* _Отрывок текста_

================

«Особое место занимает ныне «се***альная революция». По идее — это предметное выражение полной раскованности, абсолютной свободы личности, сокрушающей каноны добропорядочной буржуазности, решительно ломающей мещанскую застойность буржуазного быта»
Читаем фрагменты старой статьи киноведа Александра Караганова (1915-2007), опубликованной в 1972 году:
«При сопоставлении разнообразных высказываний о миссии художника в современном мире нетрудно заметить, как часто сближаются — на почве индивидуализма—пропагандисты буржуазной идеологии и люди, извращающие революционные идеи, оставаясь «внутри» освободительного движения.
Но мелкобуржуазная революционность и ревизионистские извращения революционных идей опасны не только сами по себе как помеха движению. Очень часто они становятся «формулой перехода» к прямой буржуазности. Свойственные мелкобуржуазной революционности колебания всегда чреваты изменами и перебежками. Жизнь дает все новые примеры такого рода. …
К давно плутающему в «левизне» Сартру в каких-то отношениях приближается ныне Жан-Люк Годар.
Вместе с «пролетарскими кинематографистами» левацкого толка он решительно пересматривает наследие «новой волны», которая еще недавно считалась средоточием кинематографического бунтарства.
«Новая волна», по мнению нынешних «левых», это кинематограф деголлевской пятой республики — эстетский, пустой кинематограф обезумевших, кинематограф новых прослоек средней буржуазии, выдвинутых на авансцену голлизмом.
Нынешняя революция в сознании кинематографистов, по мнению «левых», заключается в том, что от описания и анализа некоммуникабельности в треугольнике они переходят к политическому памфлету, от «Кузенов» — к кинематографу, поставленному на службу бунта.

================

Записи
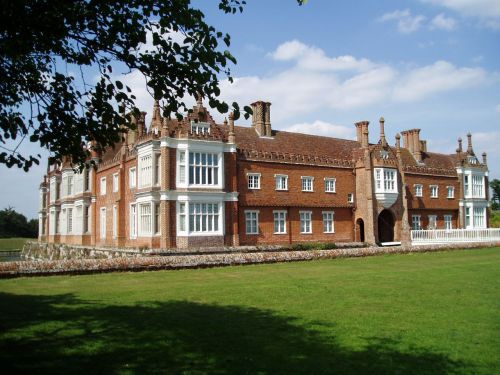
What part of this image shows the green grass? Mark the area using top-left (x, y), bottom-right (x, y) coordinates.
top-left (0, 248), bottom-right (500, 374)
top-left (0, 238), bottom-right (30, 251)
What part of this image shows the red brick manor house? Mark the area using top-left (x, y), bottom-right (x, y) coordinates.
top-left (39, 100), bottom-right (489, 249)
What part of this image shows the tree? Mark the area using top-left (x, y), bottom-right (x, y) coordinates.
top-left (490, 178), bottom-right (500, 210)
top-left (0, 0), bottom-right (303, 170)
top-left (0, 207), bottom-right (38, 238)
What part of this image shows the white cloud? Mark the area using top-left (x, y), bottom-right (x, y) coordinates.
top-left (430, 13), bottom-right (457, 31)
top-left (269, 40), bottom-right (374, 71)
top-left (420, 0), bottom-right (500, 18)
top-left (394, 61), bottom-right (486, 102)
top-left (420, 0), bottom-right (500, 30)
top-left (378, 9), bottom-right (425, 34)
top-left (283, 120), bottom-right (354, 139)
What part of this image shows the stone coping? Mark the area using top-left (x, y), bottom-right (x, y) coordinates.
top-left (0, 242), bottom-right (500, 278)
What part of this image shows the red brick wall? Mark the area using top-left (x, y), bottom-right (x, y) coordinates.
top-left (238, 161), bottom-right (355, 207)
top-left (239, 207), bottom-right (354, 245)
top-left (405, 174), bottom-right (459, 210)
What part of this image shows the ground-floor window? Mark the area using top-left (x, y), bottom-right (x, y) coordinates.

================

* _Выполните задания_
1. Определите, согласуются ли с отрывком текста утверждения (a), (b) и (c). Для каждого ответьте «да» или «нет» и точно процитируйте решающие слова текста.
(a) Статья Караганова была опубликована в 1972 году.
(b) Жан-Люк Годар в каких-то отношениях приближается к Сартру.
(c) По мнению нынешних «левых», «новая волна» — это кинематограф четвертой республики.
2. Отредактируйте фрагмент записей, который начинается строкой, содержащей «What part of this image shows the red brick wall?», и заканчивается строкой, содержащей «top-left (405, 174), bottom-right (459, 210)». Замените в нем «red brick wall» на «brick facade», а все остальное оставьте без изменений.

* _Ответы_
1.
(a) Да: «опубликованной в 1972 году».
(b) Да: «К давно плутающему в «левизне» Сартру в каких-то отношениях приближается ныне Жан-Люк Годар».
(c) Нет: «это кинематограф деголлевской пятой республики».

2.
What part of this image shows the brick facade? Mark the area using top-left (x, y), bottom-right (x, y) coordinates.
top-left (238, 161), bottom-right (355, 207)
top-left (239, 207), bottom-right (354, 245)
top-left (405, 174), bottom-right (459, 210)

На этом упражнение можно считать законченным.